Photo object pointing records
☆ ☆ ☆ ☆

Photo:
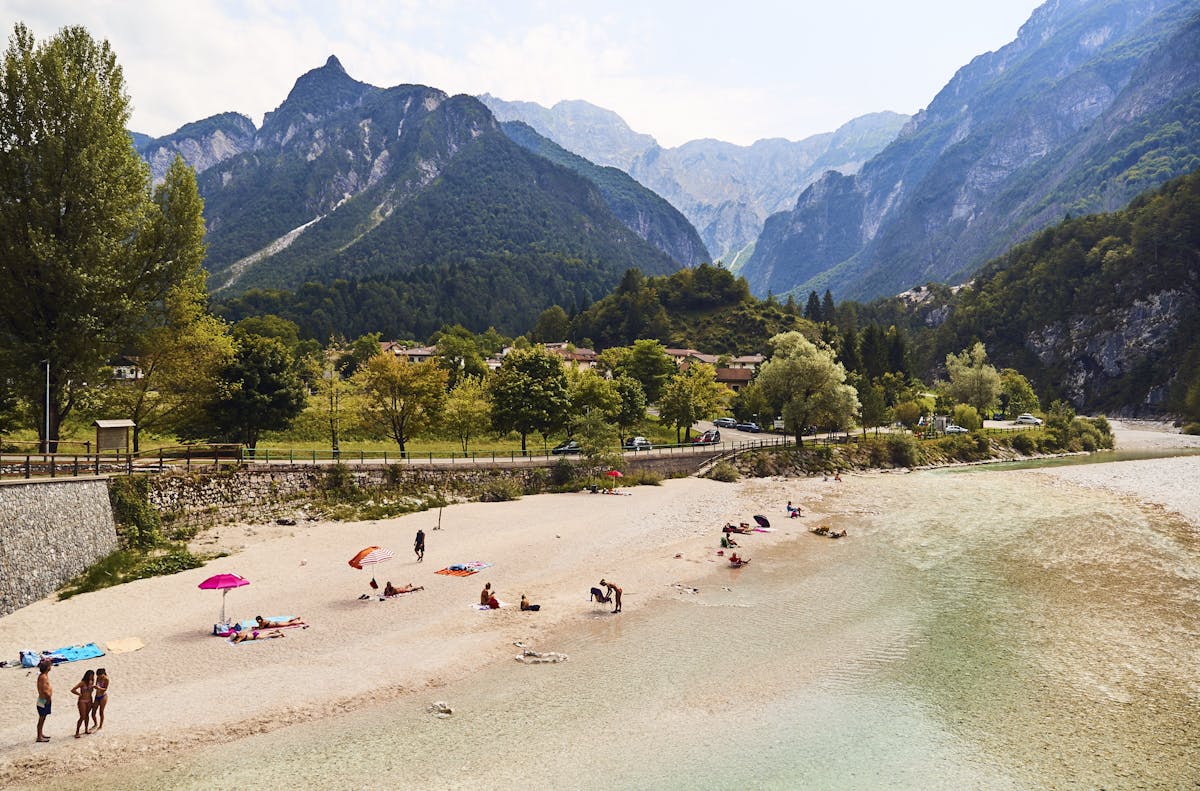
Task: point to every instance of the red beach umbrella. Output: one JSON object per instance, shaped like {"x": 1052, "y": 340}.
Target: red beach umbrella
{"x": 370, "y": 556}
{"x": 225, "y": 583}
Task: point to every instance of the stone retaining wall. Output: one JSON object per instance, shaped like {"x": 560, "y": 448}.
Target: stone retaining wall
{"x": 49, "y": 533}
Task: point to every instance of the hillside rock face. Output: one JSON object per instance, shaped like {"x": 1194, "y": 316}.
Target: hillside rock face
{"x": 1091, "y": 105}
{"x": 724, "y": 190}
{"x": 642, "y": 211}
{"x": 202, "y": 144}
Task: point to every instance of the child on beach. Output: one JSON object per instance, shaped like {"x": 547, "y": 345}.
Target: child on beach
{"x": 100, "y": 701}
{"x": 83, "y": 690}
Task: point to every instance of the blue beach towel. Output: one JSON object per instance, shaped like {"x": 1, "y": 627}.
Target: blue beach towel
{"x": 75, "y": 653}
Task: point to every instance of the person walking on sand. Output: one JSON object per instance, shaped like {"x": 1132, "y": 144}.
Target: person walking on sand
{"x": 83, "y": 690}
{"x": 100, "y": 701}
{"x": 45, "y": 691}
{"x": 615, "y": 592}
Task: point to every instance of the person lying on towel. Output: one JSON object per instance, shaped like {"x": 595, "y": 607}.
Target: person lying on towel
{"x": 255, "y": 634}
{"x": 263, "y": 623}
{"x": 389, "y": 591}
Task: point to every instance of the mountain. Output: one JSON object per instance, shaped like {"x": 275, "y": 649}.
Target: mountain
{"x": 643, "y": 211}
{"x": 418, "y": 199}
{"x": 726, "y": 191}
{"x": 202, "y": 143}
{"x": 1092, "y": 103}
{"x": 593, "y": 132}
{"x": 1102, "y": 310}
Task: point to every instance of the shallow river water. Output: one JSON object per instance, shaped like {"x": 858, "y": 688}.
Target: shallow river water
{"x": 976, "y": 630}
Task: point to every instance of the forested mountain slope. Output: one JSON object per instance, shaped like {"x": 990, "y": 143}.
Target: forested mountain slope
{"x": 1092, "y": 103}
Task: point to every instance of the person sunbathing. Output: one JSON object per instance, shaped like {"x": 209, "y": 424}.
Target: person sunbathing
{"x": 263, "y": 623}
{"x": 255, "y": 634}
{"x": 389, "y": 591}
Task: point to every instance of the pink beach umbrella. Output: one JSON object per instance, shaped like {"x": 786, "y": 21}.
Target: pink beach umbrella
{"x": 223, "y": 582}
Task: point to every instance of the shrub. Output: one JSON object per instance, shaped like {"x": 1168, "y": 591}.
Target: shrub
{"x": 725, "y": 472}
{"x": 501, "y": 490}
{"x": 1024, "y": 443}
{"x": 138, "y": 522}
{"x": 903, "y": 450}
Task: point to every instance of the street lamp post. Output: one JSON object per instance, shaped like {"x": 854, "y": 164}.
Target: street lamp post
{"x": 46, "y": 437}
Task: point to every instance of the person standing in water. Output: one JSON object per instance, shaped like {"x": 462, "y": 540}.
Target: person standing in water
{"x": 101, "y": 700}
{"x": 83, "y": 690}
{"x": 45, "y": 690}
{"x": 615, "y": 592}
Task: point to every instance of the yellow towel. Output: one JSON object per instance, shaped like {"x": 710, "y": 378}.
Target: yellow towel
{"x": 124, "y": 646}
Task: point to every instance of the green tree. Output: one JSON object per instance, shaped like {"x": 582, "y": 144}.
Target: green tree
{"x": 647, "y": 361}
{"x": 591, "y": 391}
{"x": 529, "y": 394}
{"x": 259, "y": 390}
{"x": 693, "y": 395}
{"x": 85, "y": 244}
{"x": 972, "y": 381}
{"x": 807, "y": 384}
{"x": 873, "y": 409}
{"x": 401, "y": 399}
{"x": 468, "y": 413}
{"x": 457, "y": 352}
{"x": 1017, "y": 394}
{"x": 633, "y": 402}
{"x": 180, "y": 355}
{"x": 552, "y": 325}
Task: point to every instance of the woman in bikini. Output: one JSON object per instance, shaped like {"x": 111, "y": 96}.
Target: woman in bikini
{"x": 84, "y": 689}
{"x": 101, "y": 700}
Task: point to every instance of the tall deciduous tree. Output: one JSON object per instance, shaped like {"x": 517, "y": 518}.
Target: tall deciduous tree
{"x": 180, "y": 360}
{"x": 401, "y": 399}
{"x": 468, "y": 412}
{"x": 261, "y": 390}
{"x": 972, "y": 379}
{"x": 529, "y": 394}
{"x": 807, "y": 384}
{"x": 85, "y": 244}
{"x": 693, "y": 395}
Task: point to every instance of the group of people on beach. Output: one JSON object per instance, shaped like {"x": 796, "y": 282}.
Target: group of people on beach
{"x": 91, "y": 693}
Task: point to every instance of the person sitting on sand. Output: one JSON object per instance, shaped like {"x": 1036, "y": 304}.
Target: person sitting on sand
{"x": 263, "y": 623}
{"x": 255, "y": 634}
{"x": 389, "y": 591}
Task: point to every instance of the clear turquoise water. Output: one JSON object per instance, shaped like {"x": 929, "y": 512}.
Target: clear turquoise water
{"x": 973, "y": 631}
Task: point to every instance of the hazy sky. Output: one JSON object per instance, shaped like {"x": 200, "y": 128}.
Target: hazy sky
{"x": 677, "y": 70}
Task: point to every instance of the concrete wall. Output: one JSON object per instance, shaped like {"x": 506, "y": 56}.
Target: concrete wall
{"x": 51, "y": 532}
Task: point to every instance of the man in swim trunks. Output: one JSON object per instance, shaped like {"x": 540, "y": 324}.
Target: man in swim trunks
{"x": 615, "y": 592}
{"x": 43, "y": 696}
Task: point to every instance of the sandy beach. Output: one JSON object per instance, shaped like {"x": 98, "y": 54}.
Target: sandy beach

☆ ☆ ☆ ☆

Retype the lines of all the records above without any changes, leaving the pictures out.

Photo:
Task: point to every instance of the red beach umbrella. Output: one JSON object per instance, shaped like {"x": 1052, "y": 340}.
Target: red beach umbrella
{"x": 370, "y": 556}
{"x": 225, "y": 583}
Task: point to every instance of the stone retaining wall. Output: one JSON object per instance, shaped like {"x": 560, "y": 448}.
Target: stone retaining wall
{"x": 49, "y": 533}
Task: point to every instance of the hillside rock face. Output: one JSON object per instance, shaped like {"x": 1194, "y": 316}.
Target: hillside rock face
{"x": 1091, "y": 105}
{"x": 724, "y": 190}
{"x": 642, "y": 211}
{"x": 202, "y": 144}
Task: point to every instance of the child on beach. Output: one JSON object per instance, shaped like {"x": 547, "y": 345}.
Target: child on beach
{"x": 100, "y": 701}
{"x": 83, "y": 690}
Task: point to every instance of the blue beach towel. Output: one JSON object per instance, shaped like {"x": 1, "y": 627}.
Target: blue beach towel
{"x": 75, "y": 653}
Task: point to every instance of the person walking on sand. Output: one JSON object per instance, shaped like {"x": 1132, "y": 144}.
Target: person walking on sand
{"x": 83, "y": 690}
{"x": 100, "y": 701}
{"x": 45, "y": 691}
{"x": 615, "y": 592}
Task: point to every instance of the person lying on towel. Output: one JSON object per instance, shaped like {"x": 595, "y": 607}.
Target: person lying on towel
{"x": 255, "y": 634}
{"x": 263, "y": 623}
{"x": 389, "y": 591}
Task: point to every instance of the mountain. Output: one JSON object per instance, shaped like {"x": 275, "y": 649}.
Target: mountain
{"x": 643, "y": 211}
{"x": 418, "y": 199}
{"x": 726, "y": 191}
{"x": 202, "y": 143}
{"x": 1092, "y": 103}
{"x": 593, "y": 132}
{"x": 1102, "y": 310}
Task: point to every instance of the shallow river water. Output: one JSON object per instance, shaped like {"x": 858, "y": 688}.
Target: shallow river water
{"x": 976, "y": 630}
Task: point to every instance of the forested mountain slope. Output: one JSON object per instance, shaped like {"x": 990, "y": 143}.
Target: forested mountain slope
{"x": 1092, "y": 103}
Task: point to every instance of the person sunbathing. Output: one JSON object per instance, shaped like {"x": 209, "y": 424}.
Target: person sunbathing
{"x": 263, "y": 623}
{"x": 255, "y": 634}
{"x": 389, "y": 591}
Task: point to every instance of the pink beach umbrella. Output: one JSON object per instance, shaped like {"x": 786, "y": 21}.
Target: pink beach umbrella
{"x": 223, "y": 582}
Task: point to every instance of the shrub. Output: one JSON object per instance, shaped like {"x": 1168, "y": 591}.
Target: shrub
{"x": 725, "y": 472}
{"x": 501, "y": 490}
{"x": 1024, "y": 443}
{"x": 138, "y": 522}
{"x": 903, "y": 450}
Task: point to every instance of the street lamp post. Output: one JSON object per instance, shaped like {"x": 854, "y": 164}.
Target: street lamp post
{"x": 46, "y": 437}
Task: point to every instance of the person standing in water. Output: one JSON object per instance, shaped like {"x": 462, "y": 540}.
Target: person standing in water
{"x": 101, "y": 700}
{"x": 83, "y": 690}
{"x": 45, "y": 690}
{"x": 615, "y": 592}
Task: point to every instance of the yellow towel. Output: one JSON object per instance, shaped like {"x": 710, "y": 378}.
Target: yellow towel
{"x": 124, "y": 646}
Task: point to every instance of the green tree. Output: one JSON object per instance, shaped like {"x": 582, "y": 144}.
Target: green tree
{"x": 647, "y": 361}
{"x": 591, "y": 391}
{"x": 529, "y": 394}
{"x": 259, "y": 390}
{"x": 693, "y": 395}
{"x": 85, "y": 244}
{"x": 972, "y": 381}
{"x": 807, "y": 384}
{"x": 873, "y": 409}
{"x": 401, "y": 399}
{"x": 468, "y": 413}
{"x": 457, "y": 352}
{"x": 1017, "y": 394}
{"x": 633, "y": 402}
{"x": 180, "y": 355}
{"x": 552, "y": 325}
Task: point to every instance of the woman in bikini. Output: one JSON object per instance, shaped like {"x": 111, "y": 96}.
Target: woman in bikini
{"x": 84, "y": 689}
{"x": 101, "y": 700}
Task: point to every instance of the tall deciduous tree. Output: one JSON object per instance, shaped like {"x": 517, "y": 518}.
Target: tall deciduous tree
{"x": 180, "y": 360}
{"x": 401, "y": 399}
{"x": 468, "y": 412}
{"x": 261, "y": 390}
{"x": 972, "y": 379}
{"x": 529, "y": 394}
{"x": 807, "y": 384}
{"x": 85, "y": 244}
{"x": 693, "y": 395}
Task: point to every instance of the group of people on beach. Output: one JSON object per instance, shaped like {"x": 796, "y": 282}.
Target: group of people on beach
{"x": 91, "y": 693}
Task: point to every instance of the person sitting on sand. Output: one JSON object per instance, shaped like {"x": 1036, "y": 304}.
Target: person sitting on sand
{"x": 263, "y": 623}
{"x": 255, "y": 634}
{"x": 389, "y": 591}
Task: point to every instance of the clear turquoise water. Output: one JSON object per instance, shaped like {"x": 929, "y": 512}.
Target: clear turquoise water
{"x": 973, "y": 631}
Task: point to every instance of the hazy sky. Output: one JSON object per instance, shaped like {"x": 200, "y": 128}.
Target: hazy sky
{"x": 677, "y": 70}
Task: point to every instance of the concrete wall. Output: one JSON object per instance, shaped like {"x": 506, "y": 56}.
Target: concrete wall
{"x": 51, "y": 532}
Task: point to every instance of the man in swim trunks. Output: one JSON object per instance, shaped like {"x": 540, "y": 324}.
Target: man in swim trunks
{"x": 615, "y": 592}
{"x": 43, "y": 696}
Task: point to every instance of the sandy beach. Output: one JSON object per instance, shaped like {"x": 98, "y": 54}.
Target: sandy beach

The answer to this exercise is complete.